▶ What you need to do: Your task is to repeat the data exactly, every line of it.

[Source data]
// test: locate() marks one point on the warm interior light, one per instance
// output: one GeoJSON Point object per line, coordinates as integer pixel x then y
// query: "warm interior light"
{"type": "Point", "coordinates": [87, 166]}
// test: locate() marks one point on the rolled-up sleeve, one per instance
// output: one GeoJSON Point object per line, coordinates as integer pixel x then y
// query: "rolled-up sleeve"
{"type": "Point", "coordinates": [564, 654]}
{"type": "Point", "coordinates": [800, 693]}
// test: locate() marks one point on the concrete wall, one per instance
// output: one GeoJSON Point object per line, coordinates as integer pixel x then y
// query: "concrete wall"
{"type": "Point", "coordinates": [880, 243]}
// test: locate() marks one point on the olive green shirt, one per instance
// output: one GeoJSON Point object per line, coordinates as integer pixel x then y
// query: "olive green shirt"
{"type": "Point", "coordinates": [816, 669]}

▶ Final answer:
// test: locate() marks one point on the warm interior light, one per instance
// output: one GeoJSON Point object per line, coordinates as integer pixel x then y
// query: "warm interior light"
{"type": "Point", "coordinates": [87, 166]}
// test: locate() marks one point on the rolled-up sleeve, one per instance
// output: one GeoJSON Point object per line, coordinates as integer pixel x then y
// query: "rolled-up sleeve"
{"type": "Point", "coordinates": [564, 654]}
{"type": "Point", "coordinates": [800, 693]}
// test: locate() marks one point on the concrete wall, one per instance
// output: one GeoJSON Point object per line, coordinates as integer pixel x then y
// query: "concrete wall"
{"type": "Point", "coordinates": [880, 243]}
// test: locate() marks one point on the olive green shirt, one per instance
// output: one GeoJSON Point object per line, coordinates as integer pixel x then y
// query: "olive green shirt"
{"type": "Point", "coordinates": [816, 669]}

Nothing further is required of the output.